**GOAL OF THE EXERCISE:** Update the records below by changing "well-known text" to "WKT" wherever it occurs, and leave everything else as it is. Omit the pictures from your answer.

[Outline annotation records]
* * * * * * * * *

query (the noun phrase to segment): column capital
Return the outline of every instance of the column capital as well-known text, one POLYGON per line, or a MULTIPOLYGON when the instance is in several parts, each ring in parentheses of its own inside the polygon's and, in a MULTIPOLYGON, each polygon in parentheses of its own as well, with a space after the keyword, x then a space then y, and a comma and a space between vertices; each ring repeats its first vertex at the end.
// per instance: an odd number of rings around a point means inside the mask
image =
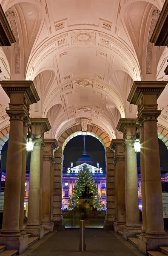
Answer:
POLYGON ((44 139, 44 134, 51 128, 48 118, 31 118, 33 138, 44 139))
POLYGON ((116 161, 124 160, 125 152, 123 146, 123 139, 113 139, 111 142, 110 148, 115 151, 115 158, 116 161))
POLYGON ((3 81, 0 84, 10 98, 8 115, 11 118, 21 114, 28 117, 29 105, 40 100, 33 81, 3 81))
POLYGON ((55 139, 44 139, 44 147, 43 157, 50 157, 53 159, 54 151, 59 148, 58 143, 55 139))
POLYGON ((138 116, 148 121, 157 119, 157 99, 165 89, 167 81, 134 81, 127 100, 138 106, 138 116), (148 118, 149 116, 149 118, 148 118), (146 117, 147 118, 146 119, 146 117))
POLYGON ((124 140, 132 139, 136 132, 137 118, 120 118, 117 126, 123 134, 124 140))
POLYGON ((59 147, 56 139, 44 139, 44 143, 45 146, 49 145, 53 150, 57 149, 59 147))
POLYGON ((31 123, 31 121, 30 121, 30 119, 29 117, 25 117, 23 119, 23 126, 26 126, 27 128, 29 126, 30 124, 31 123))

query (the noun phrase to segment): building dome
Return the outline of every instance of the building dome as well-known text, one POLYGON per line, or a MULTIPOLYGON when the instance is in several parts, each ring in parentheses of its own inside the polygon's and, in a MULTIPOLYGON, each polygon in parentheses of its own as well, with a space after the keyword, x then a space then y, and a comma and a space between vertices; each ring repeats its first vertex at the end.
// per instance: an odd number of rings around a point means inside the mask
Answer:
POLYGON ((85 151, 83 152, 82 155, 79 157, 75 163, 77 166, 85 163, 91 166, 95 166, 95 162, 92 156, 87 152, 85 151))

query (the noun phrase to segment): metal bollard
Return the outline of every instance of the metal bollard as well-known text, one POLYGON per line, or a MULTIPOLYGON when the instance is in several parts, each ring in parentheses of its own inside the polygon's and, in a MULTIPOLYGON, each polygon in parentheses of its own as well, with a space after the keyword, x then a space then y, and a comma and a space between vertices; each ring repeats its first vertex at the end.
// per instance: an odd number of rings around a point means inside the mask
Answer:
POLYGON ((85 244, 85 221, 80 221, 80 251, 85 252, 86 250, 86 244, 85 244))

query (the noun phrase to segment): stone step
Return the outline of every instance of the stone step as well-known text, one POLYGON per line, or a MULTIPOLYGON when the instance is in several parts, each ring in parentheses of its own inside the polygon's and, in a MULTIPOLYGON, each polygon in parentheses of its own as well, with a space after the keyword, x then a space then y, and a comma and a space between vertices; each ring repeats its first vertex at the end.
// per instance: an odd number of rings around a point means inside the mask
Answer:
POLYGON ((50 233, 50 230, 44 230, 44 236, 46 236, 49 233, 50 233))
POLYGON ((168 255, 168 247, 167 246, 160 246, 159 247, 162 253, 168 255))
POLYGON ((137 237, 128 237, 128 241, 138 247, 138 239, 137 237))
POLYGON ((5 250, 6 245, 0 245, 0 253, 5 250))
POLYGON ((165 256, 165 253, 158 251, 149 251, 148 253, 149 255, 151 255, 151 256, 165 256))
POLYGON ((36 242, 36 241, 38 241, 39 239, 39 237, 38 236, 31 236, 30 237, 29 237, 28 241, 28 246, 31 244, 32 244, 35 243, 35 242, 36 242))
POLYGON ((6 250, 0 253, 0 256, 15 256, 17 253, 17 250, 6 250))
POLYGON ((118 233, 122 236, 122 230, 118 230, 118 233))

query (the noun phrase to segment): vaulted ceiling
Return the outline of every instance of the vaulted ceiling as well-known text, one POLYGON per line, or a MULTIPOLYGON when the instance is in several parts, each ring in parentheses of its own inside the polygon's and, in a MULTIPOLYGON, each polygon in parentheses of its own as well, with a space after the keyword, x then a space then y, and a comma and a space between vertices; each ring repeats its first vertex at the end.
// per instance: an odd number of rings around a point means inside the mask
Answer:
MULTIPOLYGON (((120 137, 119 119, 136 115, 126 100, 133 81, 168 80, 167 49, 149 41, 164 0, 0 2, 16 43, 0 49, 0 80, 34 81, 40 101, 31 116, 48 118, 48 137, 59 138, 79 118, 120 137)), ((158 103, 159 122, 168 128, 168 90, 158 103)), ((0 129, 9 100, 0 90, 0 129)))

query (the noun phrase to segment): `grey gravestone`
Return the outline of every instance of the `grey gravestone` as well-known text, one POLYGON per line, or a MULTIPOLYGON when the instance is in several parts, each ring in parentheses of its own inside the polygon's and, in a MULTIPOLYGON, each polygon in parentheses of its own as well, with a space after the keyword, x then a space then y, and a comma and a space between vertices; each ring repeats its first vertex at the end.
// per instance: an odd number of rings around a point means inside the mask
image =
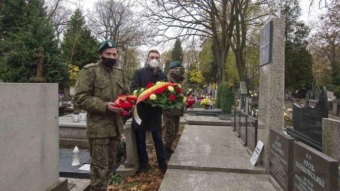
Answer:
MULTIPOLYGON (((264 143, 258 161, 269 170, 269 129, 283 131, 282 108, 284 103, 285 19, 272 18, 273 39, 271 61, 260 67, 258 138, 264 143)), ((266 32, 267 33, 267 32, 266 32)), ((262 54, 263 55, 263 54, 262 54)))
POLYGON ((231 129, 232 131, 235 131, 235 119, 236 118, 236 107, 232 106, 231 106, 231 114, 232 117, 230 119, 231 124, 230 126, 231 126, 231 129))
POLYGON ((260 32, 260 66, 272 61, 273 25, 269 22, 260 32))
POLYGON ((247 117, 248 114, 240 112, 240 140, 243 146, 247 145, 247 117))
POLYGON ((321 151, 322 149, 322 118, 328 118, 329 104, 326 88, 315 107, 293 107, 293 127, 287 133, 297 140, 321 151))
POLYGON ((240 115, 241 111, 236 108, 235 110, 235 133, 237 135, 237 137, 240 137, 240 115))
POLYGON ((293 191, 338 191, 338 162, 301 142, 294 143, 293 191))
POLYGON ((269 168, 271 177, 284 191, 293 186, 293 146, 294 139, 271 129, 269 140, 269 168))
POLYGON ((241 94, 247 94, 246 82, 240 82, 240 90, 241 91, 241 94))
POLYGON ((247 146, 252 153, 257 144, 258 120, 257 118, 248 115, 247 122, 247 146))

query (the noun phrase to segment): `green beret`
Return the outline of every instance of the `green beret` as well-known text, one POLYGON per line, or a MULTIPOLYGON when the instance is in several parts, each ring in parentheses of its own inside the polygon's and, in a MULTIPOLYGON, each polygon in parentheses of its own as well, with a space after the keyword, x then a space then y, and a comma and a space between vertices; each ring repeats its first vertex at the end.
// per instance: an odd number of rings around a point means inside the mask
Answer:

* * * * * * * * *

**FULL SOLUTION:**
query (the noun phrase to segment): column capital
Return the outline of every instance of the column capital as WKT, one POLYGON per line, or a MULTIPOLYGON when the instance is in several parts, each ring in parentheses of its own inside the polygon's and, in a MULTIPOLYGON, each polygon in parentheses of its own as well, with a space after the keyword, x then a space then y, and a comma and a space between vertices; each ring repeats its first vertex at the end.
// per instance: an odd number of rings around a point means inside the mask
image =
Answer:
POLYGON ((44 139, 44 134, 51 128, 48 118, 31 118, 33 138, 44 139))
POLYGON ((116 161, 124 160, 125 152, 123 146, 123 139, 113 139, 111 142, 110 148, 115 151, 115 158, 116 161))
POLYGON ((3 81, 0 84, 10 98, 8 115, 11 118, 21 114, 28 117, 29 105, 40 100, 33 81, 3 81))
POLYGON ((55 139, 44 139, 44 147, 43 157, 50 157, 53 159, 54 151, 59 148, 58 143, 55 139))
POLYGON ((138 116, 148 121, 157 119, 157 99, 165 89, 167 81, 134 81, 127 100, 138 106, 138 116), (148 118, 149 116, 149 118, 148 118), (146 117, 147 118, 146 119, 146 117))
POLYGON ((124 140, 132 139, 136 132, 137 118, 120 118, 117 126, 123 134, 124 140))
POLYGON ((59 147, 56 139, 44 139, 44 143, 45 146, 49 145, 53 150, 57 149, 59 147))
POLYGON ((31 123, 31 121, 30 121, 30 119, 29 117, 25 117, 23 119, 23 126, 26 126, 27 128, 29 126, 30 124, 31 123))

query (the noun phrase to segment): building dome
Return the outline of every instance of the building dome as WKT, one POLYGON per line, or a MULTIPOLYGON when the instance is in several parts, each ring in parentheses of its own inside the polygon's and, in a MULTIPOLYGON, each polygon in parentheses of its own as well, with a space after the keyword, x then a space then y, and a comma and a space between vertices; each ring repeats its first vertex at the end.
// per instance: an odd number of rings around a point means inside the mask
Answer:
POLYGON ((85 151, 83 152, 82 155, 79 157, 75 163, 77 166, 85 163, 91 166, 95 166, 95 162, 92 156, 87 152, 85 151))

query (the noun phrase to segment): metal bollard
Return the outline of every instance of the metal bollard as WKT, one POLYGON per line, or a MULTIPOLYGON when the instance is in several parts, each ring in parentheses of its own inside the polygon's and, in a MULTIPOLYGON, each polygon in parentheses of its own as well, with a space after the keyword, x then a space then y, and a comma and a space between vertices; each ring repeats its first vertex at the end.
// per instance: an odd number of rings around a point means inside the mask
Answer:
POLYGON ((85 244, 85 221, 80 221, 80 251, 85 252, 86 250, 86 244, 85 244))

query (the noun phrase to segment): stone step
Return the outline of every instance of the stone step as WKT, one POLYGON per line, or a MULTIPOLYGON when the instance is in several parts, each ring in parentheses of its own inside the polygon's and, in a MULTIPOLYGON, each polygon in parentheses of its own as well, with a space after the keyword, x then a space then y, and a comma and a space between vertices; each ring repeats its first vertex at the end.
// per instance: an odd number of rings around a point means inside the mask
Answer:
POLYGON ((50 233, 50 230, 44 230, 44 236, 46 236, 49 233, 50 233))
POLYGON ((168 255, 168 247, 167 246, 160 246, 159 247, 162 253, 168 255))
POLYGON ((137 237, 128 237, 128 241, 138 247, 138 239, 137 237))
POLYGON ((5 250, 6 245, 0 245, 0 253, 5 250))
POLYGON ((165 256, 165 253, 158 251, 149 251, 148 253, 149 255, 151 255, 151 256, 165 256))
POLYGON ((36 242, 36 241, 38 241, 39 239, 39 237, 38 236, 31 236, 30 237, 29 237, 28 241, 28 246, 31 244, 32 244, 35 243, 35 242, 36 242))
POLYGON ((6 250, 0 253, 0 256, 15 256, 17 253, 17 250, 6 250))
POLYGON ((118 233, 122 236, 122 230, 118 230, 118 233))

query (the noun phrase to segment): vaulted ceiling
Return the outline of every instance of the vaulted ceiling as WKT, one POLYGON per line, or a MULTIPOLYGON when the instance is in several parts, each ring in parentheses of its own inside the polygon's and, in a MULTIPOLYGON, each polygon in parentheses of its own as well, with a space after the keyword, x then a space then y, and a comma and a space between vertices; each ring repeats its first vertex at the end.
// per instance: an odd number of rings around a point means inside the mask
Answer:
MULTIPOLYGON (((120 137, 119 119, 136 115, 126 100, 133 81, 168 80, 167 49, 149 41, 164 0, 0 2, 16 43, 0 49, 0 80, 34 81, 40 101, 31 116, 48 118, 48 137, 59 138, 79 118, 120 137)), ((158 103, 159 122, 168 128, 168 90, 158 103)), ((0 129, 9 100, 0 90, 0 129)))

query (the noun phrase to segment): `grey gravestone`
Return the outline of every instance of the `grey gravestone` as WKT, one POLYGON per line, or a MULTIPOLYGON when the instance is in several parts, each ring in parentheses of its own inside the polygon's and, in a MULTIPOLYGON, each polygon in parentheses of its own as well, with a space after the keyword, x then a space then y, and a comma and a space between vertices; each ring repeats its first vertex at the end.
// per instance: an odd number of rings around a point means inside the mask
image =
Answer:
MULTIPOLYGON (((264 143, 258 161, 269 170, 269 129, 283 131, 282 108, 284 103, 285 19, 272 18, 273 39, 271 61, 260 67, 258 138, 264 143)), ((266 32, 267 33, 267 32, 266 32)), ((262 54, 263 55, 263 54, 262 54)))
POLYGON ((231 129, 232 131, 235 131, 235 119, 236 118, 236 107, 232 106, 231 106, 231 114, 232 117, 230 119, 231 124, 230 126, 231 126, 231 129))
POLYGON ((260 32, 260 66, 272 61, 273 25, 269 22, 260 32))
POLYGON ((247 117, 248 114, 240 112, 240 140, 243 146, 247 145, 247 117))
POLYGON ((321 151, 322 149, 322 118, 328 118, 329 104, 326 88, 315 107, 293 107, 293 127, 287 133, 297 140, 321 151))
POLYGON ((240 115, 241 111, 236 108, 235 110, 235 133, 237 135, 237 137, 240 137, 240 115))
POLYGON ((293 191, 338 191, 338 162, 301 142, 294 143, 293 191))
POLYGON ((269 168, 271 177, 284 191, 293 186, 293 146, 294 139, 271 129, 269 140, 269 168))
POLYGON ((241 94, 247 94, 246 82, 240 82, 240 90, 241 91, 241 94))
POLYGON ((247 146, 252 153, 257 144, 258 120, 257 118, 248 115, 247 122, 247 146))

query (the noun phrase to segment): `green beret`
Return the outline of every instance of the `green beret` as WKT, one POLYGON per line, or a MULTIPOLYGON when the instance is in several parts, each ring in parentheses of its own inside the polygon's and, in a MULTIPOLYGON, each polygon in parentheses of its own as well, with a space after the keyword, x then a space then y, and a comma and a space between vertices; each ring repeats its first vertex at the end.
// per instance: an odd number of rings around a point means inside the mask
Answer:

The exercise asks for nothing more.